### YOUR GOAL
In the records below, how many lines hold the word "object"? Give only the number.

--------

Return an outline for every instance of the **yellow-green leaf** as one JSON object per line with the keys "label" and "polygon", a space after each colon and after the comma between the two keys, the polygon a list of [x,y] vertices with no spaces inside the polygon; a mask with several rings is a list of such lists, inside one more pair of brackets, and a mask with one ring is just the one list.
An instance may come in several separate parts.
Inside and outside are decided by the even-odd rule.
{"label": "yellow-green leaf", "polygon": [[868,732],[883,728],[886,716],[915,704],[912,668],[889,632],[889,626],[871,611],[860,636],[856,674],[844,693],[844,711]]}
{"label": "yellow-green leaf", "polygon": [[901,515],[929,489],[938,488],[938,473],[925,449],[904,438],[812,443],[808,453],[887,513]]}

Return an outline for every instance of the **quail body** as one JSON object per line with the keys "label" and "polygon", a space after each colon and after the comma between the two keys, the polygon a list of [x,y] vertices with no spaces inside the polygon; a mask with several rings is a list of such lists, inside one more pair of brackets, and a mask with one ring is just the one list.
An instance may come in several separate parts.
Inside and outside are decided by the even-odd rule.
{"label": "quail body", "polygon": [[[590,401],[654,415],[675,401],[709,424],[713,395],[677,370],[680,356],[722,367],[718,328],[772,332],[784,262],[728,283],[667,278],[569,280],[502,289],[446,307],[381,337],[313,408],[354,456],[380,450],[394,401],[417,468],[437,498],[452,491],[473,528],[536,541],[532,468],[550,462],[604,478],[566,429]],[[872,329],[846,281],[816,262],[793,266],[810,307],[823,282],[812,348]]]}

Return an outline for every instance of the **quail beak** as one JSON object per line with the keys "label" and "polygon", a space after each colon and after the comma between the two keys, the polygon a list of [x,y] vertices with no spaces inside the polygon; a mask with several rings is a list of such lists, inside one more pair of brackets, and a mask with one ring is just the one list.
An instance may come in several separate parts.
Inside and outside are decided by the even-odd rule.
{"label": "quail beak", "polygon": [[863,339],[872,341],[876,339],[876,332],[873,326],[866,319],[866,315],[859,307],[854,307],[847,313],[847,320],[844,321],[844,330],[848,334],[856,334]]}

--------

### RESULT
3